■ Challenge A ■
In the records below, print the lines starting at the line containing "# test: point out the bare" and ending at the last line of the records, both included, reproducing each one without any change.

____ Text segment

STORIED INSTITUTION: For over fifty years, the Foxfire Fund has collected the stories, crafts, and customs that define life in the Appalachian Mountains. The organization, which was recently featured on NPR’s “All Things Considered,” has just received a major grant from the NEH to expand and improve its mission of preserving a culture that is rapidly vanishing, and a new director has been appointed, with an eye to introducing Foxfire to new readers.
SERIES SALES: We have sold over a million copies of the fifteen Foxfire books in print with Anchor, all of which see frequent reprintings. In 2011, we launched the Foxfire Americana Library, an e-only series grouped by subject (i.e., cooking, moonshining, folk remedies, and more) designed to help expand Foxfire’s reach and discoverability. To date, the series has sold more than 22,000 copies.
INTEREST IN APPALACHIA: As evidenced by the breakout success of J.D. Vance’s #1 New York Times best-selling Hillbilly Elegy and Ronni Lundy’s James Beard Foundation Award-winning cookbook Victuals, interest in Appalachia and its culture is at an all-time high. Foxfire has a strong presence throughout the South and Mid-Atlantic. Its tradition of transcribing oral history and highlighting its region’s citizens is similar to what Humans of New York has done for its urban population.

________

■ Challenge B ■
Output the passage of the Foxfire text above starting at "STORIED INSTITUTION: For" and ending at "than 22,000 copies.", copied word for word.

____ Given data

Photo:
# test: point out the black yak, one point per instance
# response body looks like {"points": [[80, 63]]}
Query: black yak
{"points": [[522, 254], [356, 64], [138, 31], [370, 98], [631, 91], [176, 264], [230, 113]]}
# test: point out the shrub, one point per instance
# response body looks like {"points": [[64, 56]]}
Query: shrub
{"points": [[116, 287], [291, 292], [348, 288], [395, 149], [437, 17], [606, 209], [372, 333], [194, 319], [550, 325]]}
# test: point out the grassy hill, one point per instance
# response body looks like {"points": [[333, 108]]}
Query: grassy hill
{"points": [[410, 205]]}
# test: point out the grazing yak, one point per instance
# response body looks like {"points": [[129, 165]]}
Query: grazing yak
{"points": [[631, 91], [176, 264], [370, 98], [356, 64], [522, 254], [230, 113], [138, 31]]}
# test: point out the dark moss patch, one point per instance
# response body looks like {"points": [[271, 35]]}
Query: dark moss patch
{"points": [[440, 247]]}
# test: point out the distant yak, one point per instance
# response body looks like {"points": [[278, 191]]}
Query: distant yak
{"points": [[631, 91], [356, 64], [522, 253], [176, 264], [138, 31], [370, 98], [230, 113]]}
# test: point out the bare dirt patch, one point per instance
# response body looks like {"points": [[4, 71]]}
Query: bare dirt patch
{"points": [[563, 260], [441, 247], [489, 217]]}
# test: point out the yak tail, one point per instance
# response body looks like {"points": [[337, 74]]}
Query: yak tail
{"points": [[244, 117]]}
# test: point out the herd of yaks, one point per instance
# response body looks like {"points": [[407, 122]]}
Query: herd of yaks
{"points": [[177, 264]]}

________

■ Final result A ■
# test: point out the bare dirt patch, one point per instance
# response body looks like {"points": [[4, 71]]}
Query: bare dirt patch
{"points": [[563, 260], [441, 247], [489, 217]]}
# test: point out the yak tail, one point per instance
# response body looks like {"points": [[337, 74]]}
Query: yak tail
{"points": [[244, 117]]}
# test: point out the herd of yaks, one point per instance
# response body looks like {"points": [[407, 122]]}
Query: herd of yaks
{"points": [[177, 264]]}

■ Final result B ■
STORIED INSTITUTION: For over fifty years, the Foxfire Fund has collected the stories, crafts, and customs that define life in the Appalachian Mountains. The organization, which was recently featured on NPR’s “All Things Considered,” has just received a major grant from the NEH to expand and improve its mission of preserving a culture that is rapidly vanishing, and a new director has been appointed, with an eye to introducing Foxfire to new readers.
SERIES SALES: We have sold over a million copies of the fifteen Foxfire books in print with Anchor, all of which see frequent reprintings. In 2011, we launched the Foxfire Americana Library, an e-only series grouped by subject (i.e., cooking, moonshining, folk remedies, and more) designed to help expand Foxfire’s reach and discoverability. To date, the series has sold more than 22,000 copies.